* EXERCISE AIM
Read the listing below and copy out each line where the word "jersey" occurs.

* RECORDS PROVIDED
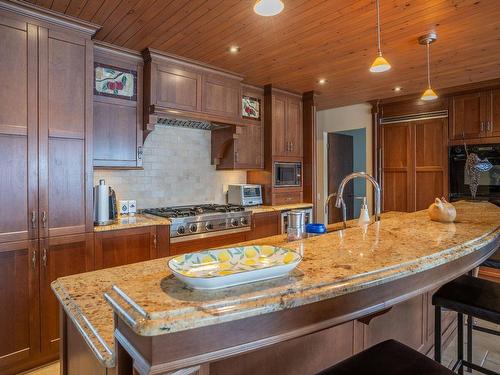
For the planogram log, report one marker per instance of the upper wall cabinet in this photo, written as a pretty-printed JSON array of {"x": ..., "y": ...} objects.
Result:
[
  {"x": 284, "y": 123},
  {"x": 180, "y": 88},
  {"x": 475, "y": 116},
  {"x": 118, "y": 135}
]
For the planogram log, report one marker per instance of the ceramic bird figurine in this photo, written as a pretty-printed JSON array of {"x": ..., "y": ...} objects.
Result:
[{"x": 442, "y": 211}]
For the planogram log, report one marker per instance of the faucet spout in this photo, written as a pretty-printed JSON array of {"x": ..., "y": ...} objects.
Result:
[{"x": 339, "y": 203}]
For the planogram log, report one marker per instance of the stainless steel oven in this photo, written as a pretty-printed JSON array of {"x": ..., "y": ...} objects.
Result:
[
  {"x": 287, "y": 174},
  {"x": 489, "y": 183}
]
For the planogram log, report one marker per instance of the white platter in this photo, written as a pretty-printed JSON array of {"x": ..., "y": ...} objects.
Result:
[{"x": 222, "y": 268}]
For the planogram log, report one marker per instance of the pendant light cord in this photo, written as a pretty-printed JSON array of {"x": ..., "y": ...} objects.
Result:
[
  {"x": 378, "y": 28},
  {"x": 429, "y": 65}
]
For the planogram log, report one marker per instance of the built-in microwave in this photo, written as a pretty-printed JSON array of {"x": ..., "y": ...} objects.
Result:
[
  {"x": 489, "y": 182},
  {"x": 287, "y": 174}
]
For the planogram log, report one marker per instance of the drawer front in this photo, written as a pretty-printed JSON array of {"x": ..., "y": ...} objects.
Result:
[{"x": 287, "y": 198}]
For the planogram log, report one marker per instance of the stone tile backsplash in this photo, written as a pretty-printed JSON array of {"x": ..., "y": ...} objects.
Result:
[{"x": 177, "y": 171}]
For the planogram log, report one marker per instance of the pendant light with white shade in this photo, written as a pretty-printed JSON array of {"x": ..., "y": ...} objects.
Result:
[
  {"x": 427, "y": 40},
  {"x": 380, "y": 64},
  {"x": 268, "y": 8}
]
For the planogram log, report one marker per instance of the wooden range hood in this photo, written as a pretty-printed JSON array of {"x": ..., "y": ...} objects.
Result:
[{"x": 176, "y": 88}]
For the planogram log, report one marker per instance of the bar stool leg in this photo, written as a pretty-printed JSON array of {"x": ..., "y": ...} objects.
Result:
[
  {"x": 437, "y": 334},
  {"x": 460, "y": 343},
  {"x": 469, "y": 341}
]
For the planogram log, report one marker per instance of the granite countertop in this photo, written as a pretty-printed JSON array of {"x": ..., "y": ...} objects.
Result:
[
  {"x": 138, "y": 220},
  {"x": 282, "y": 207},
  {"x": 337, "y": 263}
]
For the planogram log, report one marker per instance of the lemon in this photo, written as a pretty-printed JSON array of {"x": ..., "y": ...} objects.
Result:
[
  {"x": 288, "y": 258},
  {"x": 224, "y": 256},
  {"x": 206, "y": 259},
  {"x": 250, "y": 253}
]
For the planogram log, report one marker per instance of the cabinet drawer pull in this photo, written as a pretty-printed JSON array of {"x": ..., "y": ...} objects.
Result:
[
  {"x": 44, "y": 257},
  {"x": 33, "y": 219},
  {"x": 44, "y": 219},
  {"x": 33, "y": 259}
]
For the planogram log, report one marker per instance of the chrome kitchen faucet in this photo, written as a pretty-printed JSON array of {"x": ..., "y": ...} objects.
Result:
[{"x": 339, "y": 203}]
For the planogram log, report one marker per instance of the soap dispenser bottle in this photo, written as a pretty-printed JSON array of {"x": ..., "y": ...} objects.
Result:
[{"x": 364, "y": 215}]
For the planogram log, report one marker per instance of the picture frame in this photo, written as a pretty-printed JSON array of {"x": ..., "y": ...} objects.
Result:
[
  {"x": 115, "y": 82},
  {"x": 250, "y": 107}
]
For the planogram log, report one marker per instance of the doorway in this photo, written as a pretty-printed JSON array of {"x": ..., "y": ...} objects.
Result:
[{"x": 346, "y": 154}]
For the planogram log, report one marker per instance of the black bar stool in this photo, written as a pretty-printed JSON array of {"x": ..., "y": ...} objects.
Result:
[
  {"x": 493, "y": 261},
  {"x": 477, "y": 298},
  {"x": 388, "y": 358}
]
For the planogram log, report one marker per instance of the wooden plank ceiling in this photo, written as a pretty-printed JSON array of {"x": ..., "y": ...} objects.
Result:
[{"x": 311, "y": 39}]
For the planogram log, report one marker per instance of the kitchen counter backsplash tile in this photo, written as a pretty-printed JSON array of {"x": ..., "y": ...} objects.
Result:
[{"x": 177, "y": 171}]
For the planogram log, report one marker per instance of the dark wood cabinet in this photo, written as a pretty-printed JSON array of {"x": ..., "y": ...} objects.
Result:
[
  {"x": 119, "y": 247},
  {"x": 286, "y": 125},
  {"x": 240, "y": 147},
  {"x": 221, "y": 96},
  {"x": 19, "y": 318},
  {"x": 59, "y": 256},
  {"x": 45, "y": 173},
  {"x": 414, "y": 164},
  {"x": 265, "y": 224},
  {"x": 18, "y": 131},
  {"x": 283, "y": 142},
  {"x": 176, "y": 87},
  {"x": 475, "y": 116},
  {"x": 294, "y": 126},
  {"x": 118, "y": 135},
  {"x": 493, "y": 125}
]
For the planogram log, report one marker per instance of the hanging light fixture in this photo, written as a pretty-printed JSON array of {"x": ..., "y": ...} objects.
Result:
[
  {"x": 380, "y": 64},
  {"x": 268, "y": 8},
  {"x": 427, "y": 40}
]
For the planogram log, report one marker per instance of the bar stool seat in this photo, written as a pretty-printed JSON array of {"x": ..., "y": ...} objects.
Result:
[
  {"x": 477, "y": 298},
  {"x": 493, "y": 261},
  {"x": 471, "y": 296},
  {"x": 388, "y": 358}
]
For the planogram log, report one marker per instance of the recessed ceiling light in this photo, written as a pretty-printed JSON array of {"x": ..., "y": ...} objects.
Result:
[{"x": 268, "y": 8}]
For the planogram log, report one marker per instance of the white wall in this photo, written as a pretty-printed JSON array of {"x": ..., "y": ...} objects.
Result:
[
  {"x": 177, "y": 171},
  {"x": 338, "y": 119}
]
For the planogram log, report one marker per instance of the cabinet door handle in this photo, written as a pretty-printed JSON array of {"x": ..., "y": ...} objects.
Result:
[
  {"x": 33, "y": 259},
  {"x": 44, "y": 257},
  {"x": 33, "y": 219},
  {"x": 44, "y": 219}
]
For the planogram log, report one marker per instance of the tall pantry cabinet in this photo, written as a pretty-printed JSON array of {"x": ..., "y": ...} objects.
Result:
[{"x": 45, "y": 174}]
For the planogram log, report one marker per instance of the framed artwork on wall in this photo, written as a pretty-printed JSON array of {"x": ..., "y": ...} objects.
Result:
[
  {"x": 115, "y": 82},
  {"x": 250, "y": 107}
]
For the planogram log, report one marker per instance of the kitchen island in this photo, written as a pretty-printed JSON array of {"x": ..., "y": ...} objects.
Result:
[{"x": 353, "y": 288}]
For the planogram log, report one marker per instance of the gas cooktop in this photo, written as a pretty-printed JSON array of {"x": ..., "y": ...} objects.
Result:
[{"x": 204, "y": 220}]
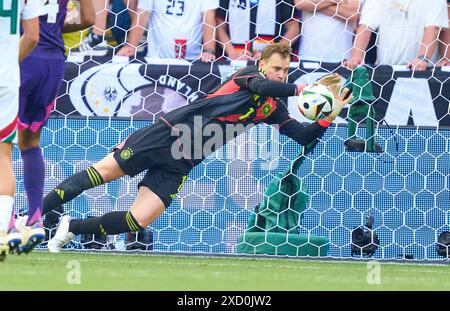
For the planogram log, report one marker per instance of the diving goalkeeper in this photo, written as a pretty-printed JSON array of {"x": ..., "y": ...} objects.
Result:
[{"x": 168, "y": 151}]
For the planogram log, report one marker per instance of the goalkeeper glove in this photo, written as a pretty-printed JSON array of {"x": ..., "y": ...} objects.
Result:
[
  {"x": 342, "y": 96},
  {"x": 330, "y": 80}
]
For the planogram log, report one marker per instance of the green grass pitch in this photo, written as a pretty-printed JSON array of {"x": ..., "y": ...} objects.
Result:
[{"x": 113, "y": 271}]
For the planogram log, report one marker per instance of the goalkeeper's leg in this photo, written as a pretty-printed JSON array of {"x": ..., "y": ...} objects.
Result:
[
  {"x": 156, "y": 191},
  {"x": 102, "y": 172},
  {"x": 146, "y": 208}
]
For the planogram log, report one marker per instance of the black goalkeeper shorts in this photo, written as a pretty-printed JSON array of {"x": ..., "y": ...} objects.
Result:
[{"x": 149, "y": 148}]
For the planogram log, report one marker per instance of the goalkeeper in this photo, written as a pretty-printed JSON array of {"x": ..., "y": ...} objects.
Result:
[{"x": 247, "y": 98}]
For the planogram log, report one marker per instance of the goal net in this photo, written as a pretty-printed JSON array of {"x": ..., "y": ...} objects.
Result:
[{"x": 404, "y": 186}]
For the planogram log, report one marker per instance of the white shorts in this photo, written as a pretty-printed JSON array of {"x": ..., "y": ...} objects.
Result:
[{"x": 9, "y": 109}]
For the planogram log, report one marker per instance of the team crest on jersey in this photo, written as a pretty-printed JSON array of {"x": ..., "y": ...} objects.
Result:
[{"x": 266, "y": 109}]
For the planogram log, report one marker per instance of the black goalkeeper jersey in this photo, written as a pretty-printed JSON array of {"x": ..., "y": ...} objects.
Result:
[{"x": 245, "y": 99}]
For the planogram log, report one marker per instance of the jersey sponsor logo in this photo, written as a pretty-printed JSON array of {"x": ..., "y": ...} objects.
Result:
[
  {"x": 175, "y": 7},
  {"x": 51, "y": 9},
  {"x": 126, "y": 154}
]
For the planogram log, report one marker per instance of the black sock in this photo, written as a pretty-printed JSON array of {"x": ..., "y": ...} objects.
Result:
[
  {"x": 110, "y": 223},
  {"x": 70, "y": 188},
  {"x": 96, "y": 39}
]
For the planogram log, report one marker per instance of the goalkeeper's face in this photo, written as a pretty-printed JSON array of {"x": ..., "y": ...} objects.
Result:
[{"x": 275, "y": 67}]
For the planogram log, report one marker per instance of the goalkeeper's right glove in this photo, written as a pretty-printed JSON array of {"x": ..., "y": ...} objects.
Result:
[
  {"x": 330, "y": 80},
  {"x": 342, "y": 96}
]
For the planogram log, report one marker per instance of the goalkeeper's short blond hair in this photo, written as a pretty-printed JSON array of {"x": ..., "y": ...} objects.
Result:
[{"x": 281, "y": 48}]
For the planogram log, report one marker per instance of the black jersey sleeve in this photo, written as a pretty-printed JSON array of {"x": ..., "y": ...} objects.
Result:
[
  {"x": 290, "y": 127},
  {"x": 258, "y": 84}
]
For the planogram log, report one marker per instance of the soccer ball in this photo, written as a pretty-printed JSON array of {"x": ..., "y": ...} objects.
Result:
[{"x": 315, "y": 101}]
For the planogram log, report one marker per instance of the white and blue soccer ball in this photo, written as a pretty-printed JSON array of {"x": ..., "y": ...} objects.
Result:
[{"x": 315, "y": 102}]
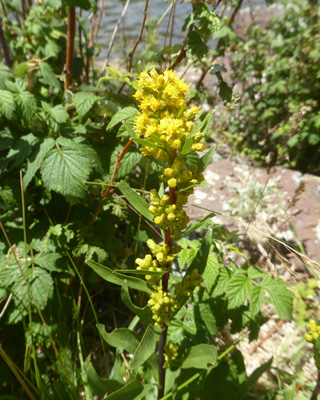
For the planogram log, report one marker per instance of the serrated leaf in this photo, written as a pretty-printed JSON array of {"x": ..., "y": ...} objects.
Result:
[
  {"x": 22, "y": 148},
  {"x": 65, "y": 170},
  {"x": 256, "y": 299},
  {"x": 145, "y": 348},
  {"x": 117, "y": 278},
  {"x": 56, "y": 115},
  {"x": 41, "y": 286},
  {"x": 129, "y": 162},
  {"x": 50, "y": 261},
  {"x": 137, "y": 202},
  {"x": 280, "y": 295},
  {"x": 222, "y": 282},
  {"x": 195, "y": 47},
  {"x": 200, "y": 357},
  {"x": 238, "y": 290},
  {"x": 35, "y": 160},
  {"x": 211, "y": 272},
  {"x": 121, "y": 338},
  {"x": 7, "y": 105},
  {"x": 125, "y": 113},
  {"x": 144, "y": 313},
  {"x": 83, "y": 102},
  {"x": 48, "y": 75}
]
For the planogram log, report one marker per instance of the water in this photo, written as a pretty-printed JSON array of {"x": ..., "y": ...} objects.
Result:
[{"x": 131, "y": 23}]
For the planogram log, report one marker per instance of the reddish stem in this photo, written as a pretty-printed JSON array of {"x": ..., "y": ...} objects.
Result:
[
  {"x": 70, "y": 47},
  {"x": 113, "y": 177}
]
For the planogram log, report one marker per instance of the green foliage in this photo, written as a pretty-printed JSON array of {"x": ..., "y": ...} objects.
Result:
[{"x": 279, "y": 109}]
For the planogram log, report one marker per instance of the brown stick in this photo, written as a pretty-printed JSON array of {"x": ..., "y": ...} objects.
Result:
[
  {"x": 139, "y": 36},
  {"x": 113, "y": 177},
  {"x": 70, "y": 47},
  {"x": 270, "y": 333}
]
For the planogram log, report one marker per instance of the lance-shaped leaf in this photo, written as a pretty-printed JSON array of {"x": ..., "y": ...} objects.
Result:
[
  {"x": 118, "y": 278},
  {"x": 137, "y": 202}
]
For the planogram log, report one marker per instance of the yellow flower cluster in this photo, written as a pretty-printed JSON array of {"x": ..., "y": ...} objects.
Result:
[
  {"x": 167, "y": 214},
  {"x": 161, "y": 304},
  {"x": 186, "y": 287},
  {"x": 149, "y": 264},
  {"x": 163, "y": 121},
  {"x": 313, "y": 331},
  {"x": 171, "y": 352}
]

* TASK SOLUTION
For the planogram log, report one marker per instance of the team crest on jersey in this photo, written as a pretty-printed JSON array of {"x": ..., "y": ...} objects.
For the planogram log, report one marker per instance of the black goalkeeper jersey in this photo, written as a pretty-printed JSON array of {"x": ..., "y": ...} objects.
For the planogram log, report one marker per instance of the jersey sponsor logo in this photo, written as a pretty-printed JSON array of {"x": ..., "y": ...} objects.
For the planogram log, report one marker per instance of the black jersey sleeve in this photo, written as a pretty-printed JSON array of {"x": ..., "y": ...} objects.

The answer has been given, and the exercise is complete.